● INFORMATION SUPPLIED

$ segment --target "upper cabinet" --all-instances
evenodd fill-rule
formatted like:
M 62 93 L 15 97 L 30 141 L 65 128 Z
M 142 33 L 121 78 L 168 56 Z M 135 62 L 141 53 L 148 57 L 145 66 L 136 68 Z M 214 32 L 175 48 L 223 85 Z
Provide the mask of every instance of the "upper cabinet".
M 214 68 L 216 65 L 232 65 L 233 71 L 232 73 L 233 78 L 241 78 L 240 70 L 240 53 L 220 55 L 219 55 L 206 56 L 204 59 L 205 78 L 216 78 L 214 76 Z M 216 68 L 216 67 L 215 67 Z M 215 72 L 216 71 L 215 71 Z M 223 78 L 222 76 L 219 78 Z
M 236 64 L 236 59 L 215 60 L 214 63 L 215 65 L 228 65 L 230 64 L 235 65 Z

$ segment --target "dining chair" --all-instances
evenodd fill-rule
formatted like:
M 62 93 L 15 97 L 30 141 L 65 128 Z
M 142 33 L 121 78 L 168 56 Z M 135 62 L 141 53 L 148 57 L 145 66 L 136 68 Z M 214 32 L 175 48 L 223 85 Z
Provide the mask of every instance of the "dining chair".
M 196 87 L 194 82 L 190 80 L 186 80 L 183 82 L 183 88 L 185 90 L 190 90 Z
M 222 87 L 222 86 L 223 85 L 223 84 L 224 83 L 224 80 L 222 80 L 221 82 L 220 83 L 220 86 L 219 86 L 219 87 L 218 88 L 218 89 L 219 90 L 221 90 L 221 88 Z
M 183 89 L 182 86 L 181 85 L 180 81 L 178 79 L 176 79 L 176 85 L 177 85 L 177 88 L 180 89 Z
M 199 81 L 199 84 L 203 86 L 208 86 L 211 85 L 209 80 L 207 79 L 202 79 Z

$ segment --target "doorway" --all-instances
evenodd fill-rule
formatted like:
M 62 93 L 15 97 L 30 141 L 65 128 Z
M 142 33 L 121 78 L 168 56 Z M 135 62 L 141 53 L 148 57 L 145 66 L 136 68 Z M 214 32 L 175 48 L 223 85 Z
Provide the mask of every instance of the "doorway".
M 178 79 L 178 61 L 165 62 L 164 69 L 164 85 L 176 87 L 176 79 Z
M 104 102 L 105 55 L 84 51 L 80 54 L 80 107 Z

● TASK REQUIREMENTS
Rewrite all the records above as a numbered list with one line per item, leaving out the blank lines.

● ANSWER BELOW
1. $ segment --target "upper cabinet" --all-instances
2. evenodd fill-rule
3. formatted like:
4. M 62 93 L 15 97 L 30 141 L 65 128 Z
5. M 142 33 L 121 78 L 168 56 Z M 135 62 L 141 53 L 148 57 L 145 66 L 136 68 Z M 214 32 L 175 48 L 223 85 Z
6. Provide the mask of every instance of the "upper cabinet".
7. M 214 68 L 216 65 L 232 65 L 233 71 L 232 73 L 233 78 L 241 78 L 240 70 L 240 53 L 220 55 L 219 55 L 206 56 L 204 59 L 205 78 L 216 78 L 214 76 Z M 216 68 L 216 67 L 215 67 Z M 215 72 L 216 71 L 215 71 Z M 223 78 L 222 76 L 219 78 Z
8. M 236 64 L 236 59 L 215 60 L 214 63 L 215 65 L 228 65 L 230 64 L 235 65 Z
9. $ segment --target "dining chair" --all-instances
10. evenodd fill-rule
11. formatted like:
12. M 62 93 L 15 97 L 30 141 L 65 128 Z
13. M 142 33 L 121 78 L 168 56 Z M 135 62 L 141 53 L 148 57 L 145 66 L 136 68 Z M 214 32 L 175 48 L 223 85 Z
14. Provide the mask of every instance of the "dining chair".
15. M 196 87 L 194 82 L 190 80 L 186 80 L 183 82 L 183 88 L 185 90 L 190 90 Z
16. M 222 87 L 222 86 L 223 85 L 223 84 L 224 83 L 224 80 L 222 80 L 221 82 L 220 83 L 220 86 L 219 86 L 219 87 L 218 88 L 218 89 L 219 90 L 221 90 L 221 88 Z
17. M 183 89 L 182 86 L 181 85 L 180 81 L 178 79 L 176 79 L 176 85 L 177 85 L 177 88 L 180 89 Z
18. M 199 81 L 199 84 L 203 86 L 208 86 L 211 85 L 209 80 L 207 79 L 202 79 Z
19. $ segment --target "doorway" --all-instances
20. evenodd fill-rule
21. formatted like:
22. M 62 93 L 15 97 L 30 141 L 65 128 Z
23. M 142 33 L 121 78 L 168 56 Z M 135 62 L 141 53 L 148 57 L 145 66 L 136 68 Z M 214 32 L 175 48 L 223 85 Z
24. Provide the mask of every instance of the "doorway".
25. M 178 79 L 178 61 L 165 62 L 164 69 L 164 85 L 176 87 L 176 79 Z
26. M 104 102 L 105 55 L 84 51 L 80 54 L 80 107 Z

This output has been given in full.